# Task to complete
Transcribe every line of the entries exactly.

######

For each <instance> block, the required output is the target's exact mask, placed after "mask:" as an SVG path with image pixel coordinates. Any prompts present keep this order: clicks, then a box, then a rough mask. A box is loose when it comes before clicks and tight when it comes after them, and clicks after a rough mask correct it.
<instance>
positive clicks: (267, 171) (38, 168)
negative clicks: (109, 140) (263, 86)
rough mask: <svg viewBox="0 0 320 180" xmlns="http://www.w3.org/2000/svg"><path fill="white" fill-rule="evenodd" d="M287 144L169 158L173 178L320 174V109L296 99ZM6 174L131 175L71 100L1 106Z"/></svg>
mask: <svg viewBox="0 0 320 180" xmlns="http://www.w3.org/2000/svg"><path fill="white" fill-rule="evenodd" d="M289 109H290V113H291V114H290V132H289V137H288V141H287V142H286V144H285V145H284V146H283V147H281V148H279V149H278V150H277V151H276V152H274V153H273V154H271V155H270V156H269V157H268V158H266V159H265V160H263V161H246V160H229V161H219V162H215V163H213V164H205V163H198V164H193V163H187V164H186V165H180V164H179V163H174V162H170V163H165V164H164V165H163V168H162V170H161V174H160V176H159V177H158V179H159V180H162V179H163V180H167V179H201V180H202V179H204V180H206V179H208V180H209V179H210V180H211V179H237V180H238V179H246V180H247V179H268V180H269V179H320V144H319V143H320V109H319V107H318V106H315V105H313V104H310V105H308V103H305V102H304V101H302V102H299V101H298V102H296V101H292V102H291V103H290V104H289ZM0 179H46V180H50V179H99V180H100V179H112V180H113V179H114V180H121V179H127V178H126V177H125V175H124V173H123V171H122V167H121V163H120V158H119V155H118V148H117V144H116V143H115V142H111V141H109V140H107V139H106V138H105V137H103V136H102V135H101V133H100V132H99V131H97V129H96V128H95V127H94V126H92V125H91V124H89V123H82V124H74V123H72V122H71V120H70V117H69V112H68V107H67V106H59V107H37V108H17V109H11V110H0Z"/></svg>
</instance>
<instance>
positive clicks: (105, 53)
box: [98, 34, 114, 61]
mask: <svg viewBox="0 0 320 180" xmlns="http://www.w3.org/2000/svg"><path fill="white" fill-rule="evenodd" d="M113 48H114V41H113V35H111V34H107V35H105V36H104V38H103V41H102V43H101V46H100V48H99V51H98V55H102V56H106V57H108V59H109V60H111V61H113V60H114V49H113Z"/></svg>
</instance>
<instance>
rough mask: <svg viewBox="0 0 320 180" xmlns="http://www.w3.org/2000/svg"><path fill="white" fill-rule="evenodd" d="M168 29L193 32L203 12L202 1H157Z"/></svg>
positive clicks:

######

# Written answer
For each <instance> block, the required output is the target's exact mask, placed after "mask:" as an SVG path with image pixel coordinates. Any prompts present keep this order: clicks, then a box, then a rough mask. A box is loose when it comes before clicks and tight when it comes after them, and clicks after a rough mask correct it.
<instance>
positive clicks: (267, 171) (38, 168)
negative clicks: (109, 140) (263, 86)
rough mask: <svg viewBox="0 0 320 180" xmlns="http://www.w3.org/2000/svg"><path fill="white" fill-rule="evenodd" d="M287 144L169 158L173 178L320 174V109L296 99ZM6 174L131 175L71 100L1 106Z"/></svg>
mask: <svg viewBox="0 0 320 180" xmlns="http://www.w3.org/2000/svg"><path fill="white" fill-rule="evenodd" d="M289 109H290V113H291V114H290V132H289V137H288V141H287V142H286V144H285V145H284V146H283V147H281V148H279V149H278V150H277V151H276V152H274V153H273V154H271V155H270V156H269V157H268V158H266V159H265V160H263V161H246V160H229V161H219V162H215V163H213V164H205V163H198V164H193V163H187V164H186V165H180V164H179V163H174V162H170V163H165V164H164V165H163V168H162V170H161V174H160V176H159V177H158V179H159V180H162V179H163V180H167V179H201V180H202V179H204V180H206V179H208V180H209V179H210V180H211V179H237V180H238V179H246V180H247V179H268V180H269V179H320V144H319V143H320V109H319V107H318V106H315V105H313V104H310V105H308V103H305V102H304V101H302V102H299V101H298V102H296V101H292V102H291V103H290V104H289ZM0 179H46V180H50V179H99V180H100V179H112V180H113V179H114V180H121V179H127V178H126V177H125V175H124V173H123V171H122V167H121V163H120V158H119V155H118V148H117V144H116V143H115V142H111V141H109V140H107V139H106V138H105V137H103V136H102V135H101V133H100V132H99V131H97V129H96V128H95V127H94V126H92V125H91V124H89V123H82V124H74V123H72V122H71V120H70V117H69V112H68V107H67V106H59V107H37V108H17V109H11V110H0Z"/></svg>
</instance>
<instance>
positive clicks: (105, 53)
box: [98, 34, 114, 61]
mask: <svg viewBox="0 0 320 180" xmlns="http://www.w3.org/2000/svg"><path fill="white" fill-rule="evenodd" d="M113 48H114V41H113V35H111V34H107V35H105V36H104V38H103V41H102V43H101V46H100V48H99V51H98V55H102V56H106V57H108V59H109V60H111V61H113V60H114V49H113Z"/></svg>
</instance>
<instance>
rough mask: <svg viewBox="0 0 320 180" xmlns="http://www.w3.org/2000/svg"><path fill="white" fill-rule="evenodd" d="M168 29L193 32L203 12L202 1H157Z"/></svg>
positive clicks:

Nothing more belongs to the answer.